Share

Intervista a mons. Erminio De Scalzi

Milano, mancano chiese in 3 quartieri e luoghi di preghiera per i musulmani

Non è più dilazionabile l'urgenza di trovare anche per la comunità islamica di Milano luoghi di preghiera. Esiste anche una carenza di luoghi di culto e di aggregazione cattolici in alcuni quartieri della periferia milanese. Ne parla mons. Erminio De Scalzi, vicario episcopale per la città di Milano

Filippo MAGNI Redazione Diocesi

27 Agosto 2009

Nel discorso alla città dello scorso dicembre, il cardinale Tettamanzi parlava della necessità di creare luoghi per il dialogo e l’incontro, con se stessi e con gli altri. Tettamanzi precisava che “in tante zone della Città mancano anche gli spazi fisici e le occasioni concrete per fermarsi a riflettere e a pregare. Abbiamo bisogno di luoghi di preghiera in tutti i quartieri della Città”.

Il vicario episcopale della città di Milano, mons. Erminio De Scalzi, ci spiega qual è oggi la situazione nel capoluogo lombardo.
Quali sono i quartieri in cui questa carenza è più evidente?
A Milano attualmente sono tre le situazioni più urgenti che richiedono un luogo di culto, tutte in quartieri periferici. A Quarto Oggiaro, dove l’attuale chiesa di Pentecoste ha raddoppiato i suoi abitanti ed è ancora ospitata in una costruzione prefabbricata (una ex scuola materna) risalente agli anni ’60, di proprietà del Comune e concessa in uso precario alla parrocchia, con regolare convenzione e canone d’affitto. L’altra è nel quartiere Gratosoglio, dove è sorto il complesso “dei Missaglia”. È stata già posta la prima pietra della nuova chiesa, che vorremmo fosse dedicata a madre Teresa di Calcutta. La terza situazione che preoccupa è alla Barona, dove la chiesa di San Gregorio Barbarigo vede sorgere nel suo territorio un quartiere ricco di nuove abitazioni.

La mancanza di luoghi di preghiera spesso si traduce anche in carenza di servizi che le parrocchie, tramite il volontariato, riescono a garantire. È così anche nelle periferie di Milano?
Sì, la mancanza di luoghi di culto – nella tradizione ambrosiana – finisce per diventare mancanza anche di luoghi di aggregazione per ragazzi, giovani, famiglie. Ogni parrocchia ha un suo centro Caritas, un ritrovo per il gruppo terza età, luoghi dove praticare lo sport. Evangelizzazione e promozione umana camminano insieme, soprattutto in una città che spesso è sinonimo di solitudine, anomia, disgregazione. Una chiesa aiuta a tessere legami sociali e a coltivare la dimensione comunitaria.

La Chiesa di Milano cosa può fare e cosa sta facendo per far sì che ogni cittadino abbia la possibilità di accedere a un luogo di preghiera, ma ancor di più abbia una parrocchia cui far riferimento?

* COMPITO A
Elenca i quartieri di Milano che l'intervista indica come le situazioni più urgenti per la mancanza di un luogo di culto.
L'intervista e i record non hanno alcun legame tra loro.

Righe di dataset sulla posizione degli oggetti
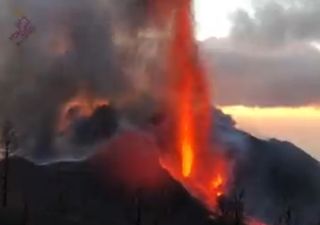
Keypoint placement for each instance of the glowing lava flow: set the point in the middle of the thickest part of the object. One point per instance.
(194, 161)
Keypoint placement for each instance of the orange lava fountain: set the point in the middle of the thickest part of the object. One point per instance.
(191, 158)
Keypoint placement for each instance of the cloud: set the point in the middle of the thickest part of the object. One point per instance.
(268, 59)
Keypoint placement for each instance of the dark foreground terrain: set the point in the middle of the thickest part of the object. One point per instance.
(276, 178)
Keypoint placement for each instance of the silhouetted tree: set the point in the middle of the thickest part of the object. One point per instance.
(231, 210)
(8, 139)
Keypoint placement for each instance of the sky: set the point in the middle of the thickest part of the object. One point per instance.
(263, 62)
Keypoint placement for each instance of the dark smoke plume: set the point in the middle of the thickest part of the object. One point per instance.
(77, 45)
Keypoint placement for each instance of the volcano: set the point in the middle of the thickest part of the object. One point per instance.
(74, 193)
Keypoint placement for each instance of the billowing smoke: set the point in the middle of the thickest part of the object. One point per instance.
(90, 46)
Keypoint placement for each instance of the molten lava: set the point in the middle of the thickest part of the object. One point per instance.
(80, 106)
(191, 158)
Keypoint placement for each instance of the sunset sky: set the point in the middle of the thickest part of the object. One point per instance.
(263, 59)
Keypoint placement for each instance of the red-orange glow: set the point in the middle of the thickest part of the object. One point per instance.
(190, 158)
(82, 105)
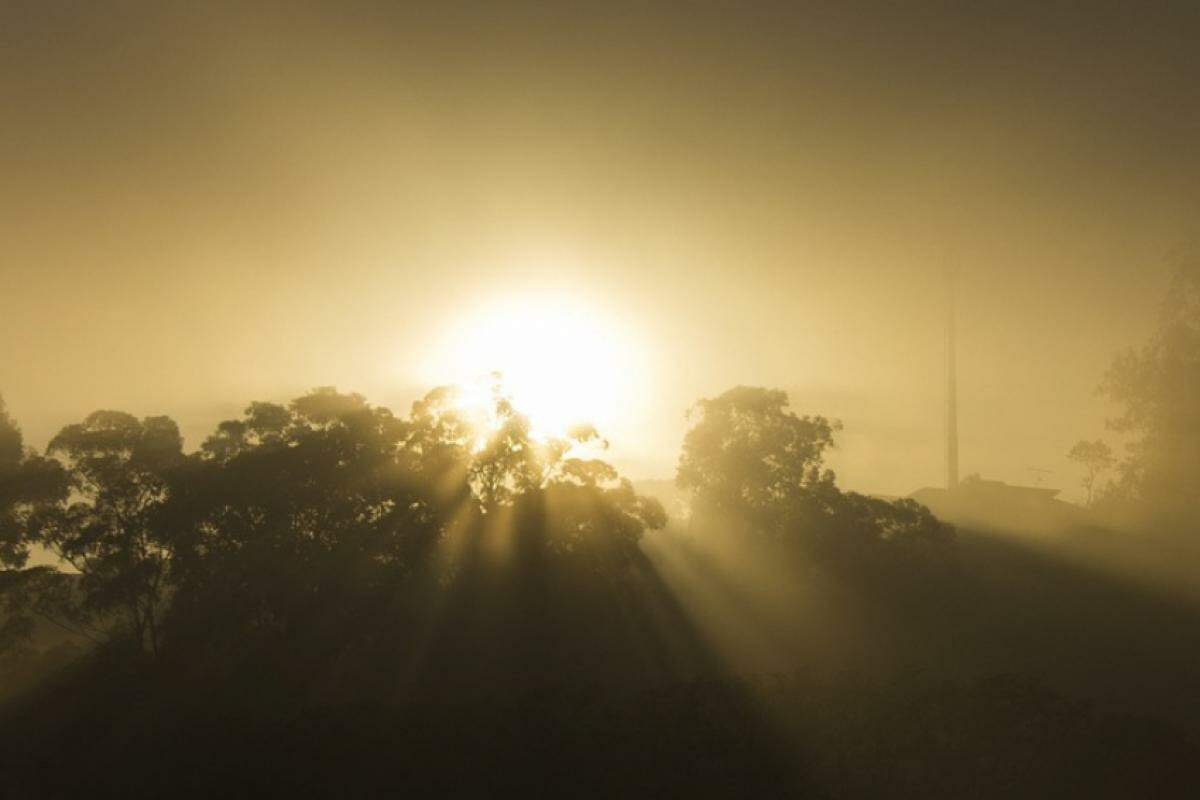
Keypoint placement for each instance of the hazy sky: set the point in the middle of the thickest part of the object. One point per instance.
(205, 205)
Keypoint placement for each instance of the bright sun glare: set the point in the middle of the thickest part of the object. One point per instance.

==

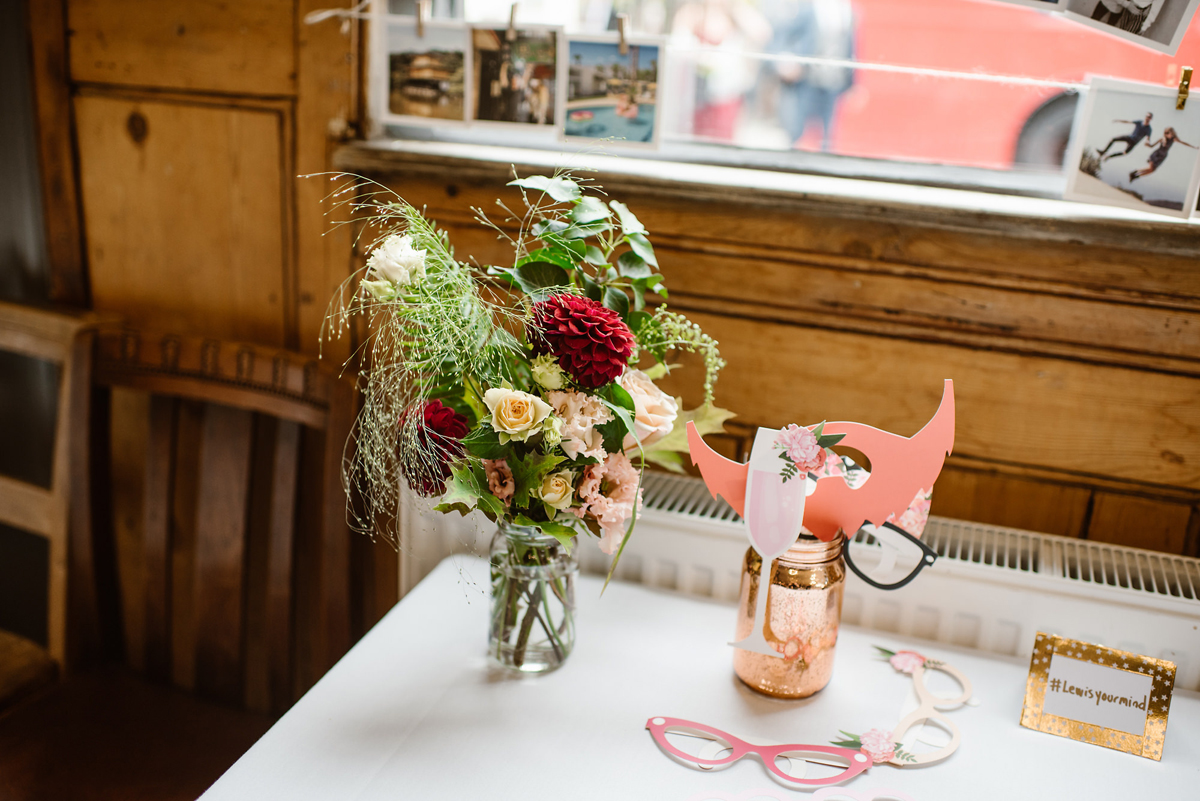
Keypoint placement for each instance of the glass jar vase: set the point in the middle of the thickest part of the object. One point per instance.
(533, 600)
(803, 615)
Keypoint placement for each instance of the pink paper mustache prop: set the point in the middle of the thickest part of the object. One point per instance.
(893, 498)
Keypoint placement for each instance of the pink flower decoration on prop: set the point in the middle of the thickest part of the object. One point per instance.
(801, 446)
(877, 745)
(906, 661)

--

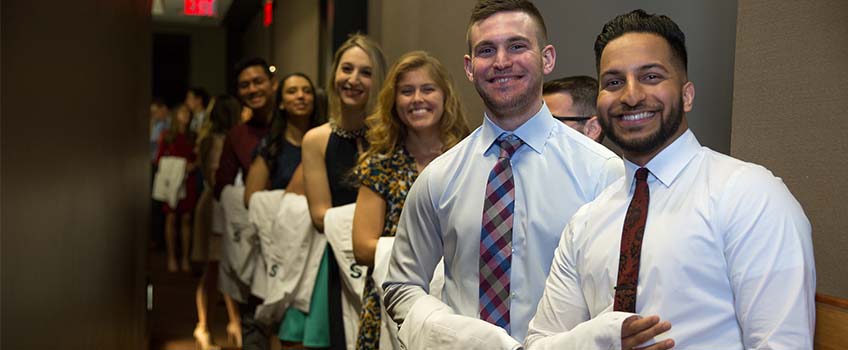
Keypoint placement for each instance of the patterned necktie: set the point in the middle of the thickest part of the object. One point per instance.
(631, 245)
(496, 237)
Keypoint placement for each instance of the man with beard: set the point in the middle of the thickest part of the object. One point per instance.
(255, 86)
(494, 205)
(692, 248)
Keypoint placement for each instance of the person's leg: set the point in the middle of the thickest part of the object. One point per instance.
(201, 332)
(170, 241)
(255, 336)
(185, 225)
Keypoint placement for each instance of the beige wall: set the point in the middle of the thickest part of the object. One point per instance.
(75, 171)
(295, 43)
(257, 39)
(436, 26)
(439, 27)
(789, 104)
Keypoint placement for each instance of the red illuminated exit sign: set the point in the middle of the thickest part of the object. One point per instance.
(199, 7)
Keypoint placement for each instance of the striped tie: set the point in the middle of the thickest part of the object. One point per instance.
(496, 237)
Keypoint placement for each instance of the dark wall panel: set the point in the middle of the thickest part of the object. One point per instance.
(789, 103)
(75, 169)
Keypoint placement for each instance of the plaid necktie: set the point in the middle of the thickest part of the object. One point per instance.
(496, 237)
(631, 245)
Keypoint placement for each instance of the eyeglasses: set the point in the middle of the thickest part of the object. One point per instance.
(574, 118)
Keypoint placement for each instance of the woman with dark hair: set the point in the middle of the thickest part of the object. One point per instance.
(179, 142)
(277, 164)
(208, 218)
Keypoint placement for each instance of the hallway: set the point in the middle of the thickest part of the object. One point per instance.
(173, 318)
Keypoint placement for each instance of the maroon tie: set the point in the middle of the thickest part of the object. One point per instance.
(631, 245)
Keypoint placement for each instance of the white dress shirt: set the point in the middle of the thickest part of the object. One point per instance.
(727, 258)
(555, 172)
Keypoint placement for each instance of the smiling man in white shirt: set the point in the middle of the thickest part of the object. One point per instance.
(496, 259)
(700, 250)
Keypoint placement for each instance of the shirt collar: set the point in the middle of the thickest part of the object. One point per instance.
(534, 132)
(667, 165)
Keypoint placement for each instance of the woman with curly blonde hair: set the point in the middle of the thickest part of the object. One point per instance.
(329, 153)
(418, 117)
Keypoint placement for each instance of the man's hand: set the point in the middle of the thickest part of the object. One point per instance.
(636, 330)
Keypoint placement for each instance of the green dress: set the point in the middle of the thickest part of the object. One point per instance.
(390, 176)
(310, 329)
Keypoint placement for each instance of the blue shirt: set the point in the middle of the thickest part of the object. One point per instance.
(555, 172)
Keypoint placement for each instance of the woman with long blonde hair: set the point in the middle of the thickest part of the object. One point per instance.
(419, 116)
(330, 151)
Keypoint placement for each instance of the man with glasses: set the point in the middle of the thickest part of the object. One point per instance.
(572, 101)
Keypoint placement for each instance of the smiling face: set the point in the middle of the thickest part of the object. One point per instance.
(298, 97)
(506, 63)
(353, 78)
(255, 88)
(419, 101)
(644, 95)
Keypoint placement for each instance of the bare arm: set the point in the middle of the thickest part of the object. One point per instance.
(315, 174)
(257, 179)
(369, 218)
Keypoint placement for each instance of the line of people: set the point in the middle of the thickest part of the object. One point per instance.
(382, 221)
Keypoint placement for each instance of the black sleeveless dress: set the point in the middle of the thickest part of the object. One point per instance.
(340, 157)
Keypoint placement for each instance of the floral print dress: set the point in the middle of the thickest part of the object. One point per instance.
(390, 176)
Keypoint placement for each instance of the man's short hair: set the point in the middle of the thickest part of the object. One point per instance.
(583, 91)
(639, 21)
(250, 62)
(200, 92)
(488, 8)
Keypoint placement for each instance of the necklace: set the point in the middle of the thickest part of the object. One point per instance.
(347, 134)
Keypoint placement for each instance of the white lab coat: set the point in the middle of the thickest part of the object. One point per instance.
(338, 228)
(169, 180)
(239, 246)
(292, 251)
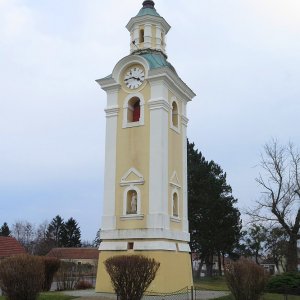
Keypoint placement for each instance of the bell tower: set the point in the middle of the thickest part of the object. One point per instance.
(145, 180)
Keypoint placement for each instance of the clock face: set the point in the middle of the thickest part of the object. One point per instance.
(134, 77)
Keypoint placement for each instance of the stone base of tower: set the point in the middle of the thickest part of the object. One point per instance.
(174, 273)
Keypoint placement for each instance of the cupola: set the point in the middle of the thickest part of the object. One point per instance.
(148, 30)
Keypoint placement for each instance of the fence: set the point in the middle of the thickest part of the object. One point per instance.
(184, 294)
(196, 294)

* COMPITO B
Raccogli ogni riga dei record in cui compare la parola "tower".

* RISPOSTA A
Quarto Oggiaro, Gratosoglio, Barona

* RISPOSTA B
Keypoint placement for each instance of the bell tower: set the point in the middle of the thickest part of the object. One point per instance.
Keypoint placement for each instance of the stone base of tower: set the point in the middle of the thickest part of the object. One point per instance.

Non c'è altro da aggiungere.